* **About this exercise**
What is the number of lines in the listing below that contain the word "priest"? Give only that number.

··· Dataset content ···

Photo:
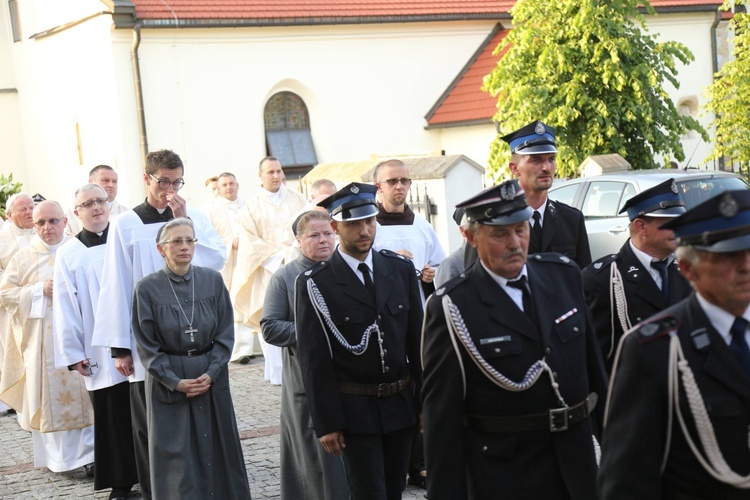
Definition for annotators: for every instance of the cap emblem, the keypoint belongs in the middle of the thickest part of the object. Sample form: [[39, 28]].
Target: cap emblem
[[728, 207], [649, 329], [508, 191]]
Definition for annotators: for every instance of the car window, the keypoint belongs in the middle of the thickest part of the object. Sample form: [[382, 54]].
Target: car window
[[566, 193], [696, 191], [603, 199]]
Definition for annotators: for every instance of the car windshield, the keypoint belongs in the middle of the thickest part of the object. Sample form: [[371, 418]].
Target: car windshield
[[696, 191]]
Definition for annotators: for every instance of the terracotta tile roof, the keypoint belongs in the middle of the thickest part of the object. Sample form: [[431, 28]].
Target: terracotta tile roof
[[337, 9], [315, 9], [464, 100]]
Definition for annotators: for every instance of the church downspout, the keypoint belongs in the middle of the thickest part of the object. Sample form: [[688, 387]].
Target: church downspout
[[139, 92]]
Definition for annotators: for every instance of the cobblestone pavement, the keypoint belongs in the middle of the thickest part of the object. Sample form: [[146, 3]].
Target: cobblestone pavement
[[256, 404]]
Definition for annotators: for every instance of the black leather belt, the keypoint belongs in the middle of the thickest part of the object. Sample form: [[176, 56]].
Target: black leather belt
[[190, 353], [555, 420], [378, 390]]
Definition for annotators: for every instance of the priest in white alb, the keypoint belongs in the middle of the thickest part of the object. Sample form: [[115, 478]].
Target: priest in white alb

···

* **Task result**
2